(Record extracts):
++++++++++++++++++++

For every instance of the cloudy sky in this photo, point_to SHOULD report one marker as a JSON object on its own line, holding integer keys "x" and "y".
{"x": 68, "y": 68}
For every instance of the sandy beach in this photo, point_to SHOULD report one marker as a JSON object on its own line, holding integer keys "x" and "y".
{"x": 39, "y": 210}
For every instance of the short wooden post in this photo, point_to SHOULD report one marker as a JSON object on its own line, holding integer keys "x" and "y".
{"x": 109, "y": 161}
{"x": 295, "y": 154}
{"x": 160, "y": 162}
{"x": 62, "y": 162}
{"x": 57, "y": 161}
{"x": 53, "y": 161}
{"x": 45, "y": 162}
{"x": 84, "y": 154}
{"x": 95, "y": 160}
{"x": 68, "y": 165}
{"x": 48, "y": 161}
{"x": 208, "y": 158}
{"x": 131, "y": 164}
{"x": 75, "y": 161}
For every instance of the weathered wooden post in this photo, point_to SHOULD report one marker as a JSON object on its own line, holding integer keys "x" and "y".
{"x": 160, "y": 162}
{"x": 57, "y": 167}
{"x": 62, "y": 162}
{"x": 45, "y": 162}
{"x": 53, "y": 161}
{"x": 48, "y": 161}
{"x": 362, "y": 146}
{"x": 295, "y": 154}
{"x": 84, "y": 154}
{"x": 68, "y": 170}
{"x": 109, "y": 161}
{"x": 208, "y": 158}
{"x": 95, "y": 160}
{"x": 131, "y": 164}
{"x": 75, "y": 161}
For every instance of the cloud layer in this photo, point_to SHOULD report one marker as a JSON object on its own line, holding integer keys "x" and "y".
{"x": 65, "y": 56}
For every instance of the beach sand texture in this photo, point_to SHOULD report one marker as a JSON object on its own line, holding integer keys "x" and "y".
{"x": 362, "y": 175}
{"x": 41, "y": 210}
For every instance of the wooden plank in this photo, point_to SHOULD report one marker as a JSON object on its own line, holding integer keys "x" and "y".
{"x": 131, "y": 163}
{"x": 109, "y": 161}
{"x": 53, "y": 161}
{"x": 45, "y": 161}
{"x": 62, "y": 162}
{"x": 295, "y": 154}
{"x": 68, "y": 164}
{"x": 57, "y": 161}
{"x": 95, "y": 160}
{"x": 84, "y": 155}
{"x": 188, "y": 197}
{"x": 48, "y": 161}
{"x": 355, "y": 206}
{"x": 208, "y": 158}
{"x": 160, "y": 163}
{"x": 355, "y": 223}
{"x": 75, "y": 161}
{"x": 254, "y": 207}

++++++++++++++++++++

(Task to carry out):
Reproduce each of the records word for word.

(Solution to this problem):
For every instance of the cloudy sky in this photo, point_to SHOULD report one marker as a JSON object on its own line, holding integer keys "x" and "y".
{"x": 68, "y": 68}
For every instance of the sandy beach in this photo, point_to SHOULD report one marker as a JSON object on its own line, holding integer keys "x" and "y".
{"x": 39, "y": 210}
For every instance of the short wooden post in this photo, point_to SHOULD report one marker as a JSON object on its own line, holding integer keys "x" and "y".
{"x": 109, "y": 161}
{"x": 295, "y": 154}
{"x": 160, "y": 162}
{"x": 62, "y": 162}
{"x": 57, "y": 161}
{"x": 53, "y": 161}
{"x": 45, "y": 162}
{"x": 84, "y": 154}
{"x": 95, "y": 160}
{"x": 68, "y": 165}
{"x": 48, "y": 161}
{"x": 208, "y": 158}
{"x": 131, "y": 164}
{"x": 75, "y": 161}
For every instance of the weathered wooden post in this photo, point_to SHOULD report one marker as a JSON object on its own line, holding integer keys "x" and "y".
{"x": 160, "y": 162}
{"x": 57, "y": 167}
{"x": 62, "y": 162}
{"x": 45, "y": 162}
{"x": 53, "y": 161}
{"x": 48, "y": 161}
{"x": 362, "y": 146}
{"x": 295, "y": 154}
{"x": 84, "y": 154}
{"x": 68, "y": 170}
{"x": 109, "y": 161}
{"x": 208, "y": 158}
{"x": 95, "y": 160}
{"x": 131, "y": 164}
{"x": 75, "y": 161}
For every instance of the cloud layer in this photo, point_to SHOULD report one marker as a JSON object on its own line, holding integer keys "x" and "y".
{"x": 65, "y": 56}
For every instance of the beach sand texture in this photo, point_to SHOULD report one marker as a JSON object on its own line, holding integer keys "x" and "y".
{"x": 362, "y": 175}
{"x": 41, "y": 210}
For every instance of the wooden plank in this photo, point_to SHOULD report one marker as a JSON object on its own line, holding integer keys "x" and "y".
{"x": 131, "y": 163}
{"x": 109, "y": 161}
{"x": 53, "y": 161}
{"x": 45, "y": 161}
{"x": 62, "y": 162}
{"x": 295, "y": 154}
{"x": 68, "y": 164}
{"x": 57, "y": 161}
{"x": 95, "y": 160}
{"x": 84, "y": 155}
{"x": 188, "y": 197}
{"x": 48, "y": 161}
{"x": 355, "y": 206}
{"x": 208, "y": 158}
{"x": 160, "y": 163}
{"x": 355, "y": 223}
{"x": 75, "y": 161}
{"x": 254, "y": 207}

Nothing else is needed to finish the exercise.